--- START Task inputs ---

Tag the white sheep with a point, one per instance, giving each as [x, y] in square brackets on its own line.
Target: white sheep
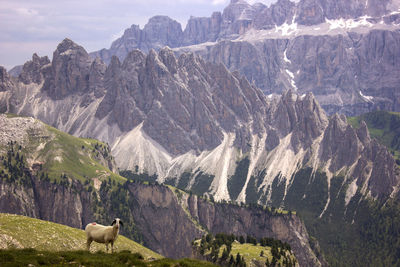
[103, 234]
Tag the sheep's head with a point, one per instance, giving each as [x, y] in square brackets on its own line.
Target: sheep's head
[117, 222]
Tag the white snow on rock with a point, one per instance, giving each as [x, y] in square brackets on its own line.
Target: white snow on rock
[366, 98]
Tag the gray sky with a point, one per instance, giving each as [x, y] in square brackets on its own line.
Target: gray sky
[29, 26]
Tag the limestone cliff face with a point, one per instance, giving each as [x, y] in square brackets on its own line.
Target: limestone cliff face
[192, 122]
[47, 201]
[345, 52]
[225, 218]
[167, 223]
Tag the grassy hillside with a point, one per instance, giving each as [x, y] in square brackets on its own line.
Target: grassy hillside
[384, 126]
[53, 154]
[24, 232]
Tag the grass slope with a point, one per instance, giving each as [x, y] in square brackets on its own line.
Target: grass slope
[23, 232]
[59, 155]
[384, 126]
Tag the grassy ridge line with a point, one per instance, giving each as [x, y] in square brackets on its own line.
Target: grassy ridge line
[75, 157]
[62, 155]
[23, 232]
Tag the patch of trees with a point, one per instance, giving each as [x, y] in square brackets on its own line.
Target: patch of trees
[210, 247]
[13, 167]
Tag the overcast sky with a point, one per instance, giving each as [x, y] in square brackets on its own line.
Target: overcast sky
[29, 26]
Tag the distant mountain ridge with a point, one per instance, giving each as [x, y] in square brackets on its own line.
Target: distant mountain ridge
[176, 116]
[345, 52]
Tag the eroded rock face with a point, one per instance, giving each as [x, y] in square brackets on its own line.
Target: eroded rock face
[72, 59]
[159, 110]
[336, 49]
[5, 80]
[32, 70]
[160, 31]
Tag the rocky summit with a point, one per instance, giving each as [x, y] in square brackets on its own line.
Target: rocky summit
[197, 125]
[345, 52]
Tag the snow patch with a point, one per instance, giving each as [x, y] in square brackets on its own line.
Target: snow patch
[366, 98]
[287, 29]
[351, 191]
[292, 82]
[137, 148]
[257, 149]
[349, 23]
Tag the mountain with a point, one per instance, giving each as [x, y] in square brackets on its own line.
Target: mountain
[345, 52]
[63, 238]
[195, 125]
[50, 175]
[384, 126]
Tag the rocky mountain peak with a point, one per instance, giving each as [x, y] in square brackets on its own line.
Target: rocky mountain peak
[32, 70]
[5, 80]
[163, 31]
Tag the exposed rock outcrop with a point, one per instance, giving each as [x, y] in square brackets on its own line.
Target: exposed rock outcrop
[169, 115]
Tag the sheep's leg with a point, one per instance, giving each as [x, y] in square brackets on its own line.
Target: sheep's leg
[88, 242]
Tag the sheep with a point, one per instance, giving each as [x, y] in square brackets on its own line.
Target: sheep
[103, 234]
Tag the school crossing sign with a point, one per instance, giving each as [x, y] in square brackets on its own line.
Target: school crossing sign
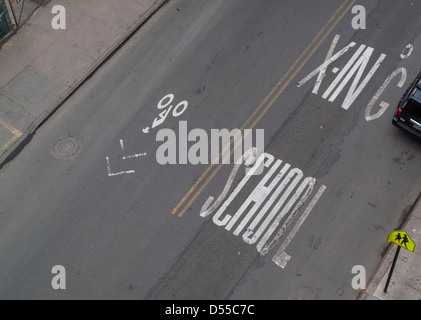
[402, 239]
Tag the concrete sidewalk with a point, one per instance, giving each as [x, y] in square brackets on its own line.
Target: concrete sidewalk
[405, 283]
[40, 67]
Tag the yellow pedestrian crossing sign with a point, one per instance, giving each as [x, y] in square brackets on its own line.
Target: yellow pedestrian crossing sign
[402, 239]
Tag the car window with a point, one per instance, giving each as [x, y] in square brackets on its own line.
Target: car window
[414, 109]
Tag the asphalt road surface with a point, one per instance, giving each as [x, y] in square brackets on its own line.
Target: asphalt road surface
[125, 227]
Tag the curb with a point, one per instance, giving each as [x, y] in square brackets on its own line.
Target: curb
[27, 136]
[382, 268]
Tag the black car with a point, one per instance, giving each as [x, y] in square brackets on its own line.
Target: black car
[408, 113]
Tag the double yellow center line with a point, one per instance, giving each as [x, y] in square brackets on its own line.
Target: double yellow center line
[267, 102]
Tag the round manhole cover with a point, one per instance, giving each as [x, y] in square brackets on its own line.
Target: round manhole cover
[66, 148]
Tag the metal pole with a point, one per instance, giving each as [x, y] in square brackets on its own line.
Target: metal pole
[392, 268]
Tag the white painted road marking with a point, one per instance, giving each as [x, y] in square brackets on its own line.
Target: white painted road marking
[283, 189]
[281, 258]
[107, 159]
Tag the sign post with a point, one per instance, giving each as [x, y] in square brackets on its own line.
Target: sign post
[402, 239]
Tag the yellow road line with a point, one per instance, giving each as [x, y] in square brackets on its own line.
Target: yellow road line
[323, 34]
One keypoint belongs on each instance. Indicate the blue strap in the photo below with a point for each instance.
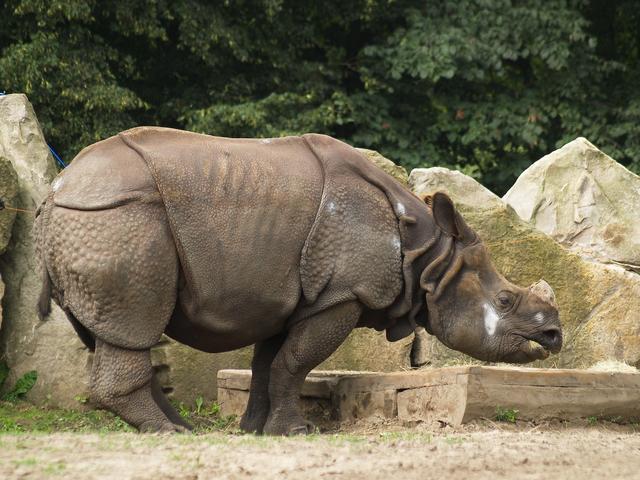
(57, 157)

--- END Task inputs ---

▶ _Task directions_
Please retype all of the rows above word for word, leaving the pictures out.

▶ _Finished task_
Tag the white sheep with a point, one per instance, giving each as [x, y] in square brackets on its own line.
Target: white sheep
[103, 234]
Tag the sheep's head with a point, one per instance, giving each as [x, y] in square brackets on its own line.
Target: sheep's head
[117, 222]
Tag the white snow on rock with a point, one per instance, giving each as [x, y] in square brackets on its own line.
Target: white snow on rock
[366, 98]
Tag the gray sky with a point, one per instance, giving each as [x, y] in square brackets on its own line.
Target: gray sky
[29, 26]
Tag the limestone cliff face with a point, one per instance, giving each as [x, y] in square brackets on its own line.
Target: limestone cliff face
[192, 122]
[47, 201]
[345, 52]
[225, 218]
[167, 223]
Tag the grassy hillside with a point, one per instance, giving each as [x, y] in square brackets on its own line.
Target: grassy hillside
[384, 126]
[53, 154]
[24, 232]
Tag the grass slope with a point, one per instance, giving each as [x, y] in square brackets on its own line.
Target: grass slope
[23, 232]
[59, 155]
[384, 126]
Tag the grassy ridge line with a point, one per instance, giving each as [x, y] in square brackets on its own line.
Target: grassy ridge line
[75, 157]
[62, 155]
[23, 232]
Tag the patch of trees with a point, one per instance, giving each as [x, y] in square brackets on its own line.
Target: patch of trees
[210, 247]
[13, 167]
Tag the overcast sky with a point, one per instance, giving each as [x, y] in square brackets on its own line.
Target: overcast sky
[29, 26]
Tag the distant mountain ridge with a point, one per instance, giving each as [x, y] in square brackets on its own line.
Target: distant mountain ridge
[176, 116]
[345, 52]
Tag the eroded rock face with a point, one per instance, giving each as [x, y] in square brackets on its own line.
Target: eroded rock face
[72, 59]
[159, 110]
[336, 49]
[5, 80]
[32, 70]
[160, 31]
Tag the rocky summit with a point, one per instance, giving each as [x, y] in square brackets on its own line.
Target: rocky summit
[197, 125]
[345, 52]
Tag the snow patch with a point, one per instance, giving each as [x, y] in square brackets on its own line.
Target: snow patch
[366, 98]
[287, 29]
[351, 191]
[292, 82]
[137, 148]
[257, 149]
[349, 23]
Tag the mountain with a point, one per instance, giving each as [x, y] in square brackets on its own line.
Target: mountain
[345, 52]
[63, 238]
[195, 125]
[50, 175]
[384, 126]
Tag the rocky mountain peak with a point, one per instance, giving each as [x, y] in square brackets on its own line.
Target: rocky mountain peak
[32, 70]
[5, 80]
[163, 31]
Tag the exposed rock outcrop with a point, one per instance, giving each as [x, y] in square brackets on its own line.
Target: exposed rock outcrop
[169, 115]
Tag the sheep's leg with a point, one per instance, giving each as [x, y] in square brackets on its own line.
Target: sheep's leg
[88, 242]
Tag the sheep with a point, one per instance, giving each as [x, y] in square brackets on its own line.
Target: sheep
[103, 234]
Tag the school crossing sign with a point, one per instance, giving each as [x, y] in square brackets on its own line.
Target: school crossing sign
[402, 239]
Tag the concrete sidewalk with a point, one per instance, giving each as [x, y] in square brackets on its own line.
Target: concrete sidewalk
[405, 283]
[40, 67]
Tag the yellow pedestrian crossing sign with a point, one per instance, giving each as [x, y] in square brackets on its own line.
Target: yellow pedestrian crossing sign
[402, 239]
Tag the car window with a point, one per instance, giving each as [x, y] in square brackets on its own line.
Target: car window
[414, 109]
Tag the asphalt road surface with a point, one per instance, giving each as [x, y] in square brackets on its own line.
Target: asphalt road surface
[125, 227]
Tag the curb with a point, one per instance, giving each as [x, y] in square brackets on its own line.
Target: curb
[27, 136]
[382, 268]
Tag the black car with a point, one per instance, giving each as [x, y] in square brackets on its own line.
Target: black car
[408, 113]
Tag the double yellow center line with a point, one per instance, giving each as [x, y] in square brackets on its own line.
Target: double yellow center line
[267, 102]
Tag the round manhole cover with a point, one per instance, giving each as [x, y] in square brackets on its own line.
Target: round manhole cover
[66, 148]
Tag the metal pole with a point, one per instance, giving each as [x, y] in square brackets on its own line.
Target: metal pole
[392, 268]
Tag the white painted road marking with a point, one per instance, giving each as [x, y] in square brackets on its own line.
Target: white painted road marking
[283, 189]
[281, 258]
[107, 159]
Tag the sign post with a point, one per instance, giving each as [x, y] in square brackets on its own line.
Target: sign post
[402, 239]
Tag the yellow road line with a point, one per instance, giving each as [x, y] in square brackets on its own line.
Target: yellow road line
[323, 34]
One keypoint belongs on each instance. Indicate the blue strap in the photo below with a point for each instance.
(57, 157)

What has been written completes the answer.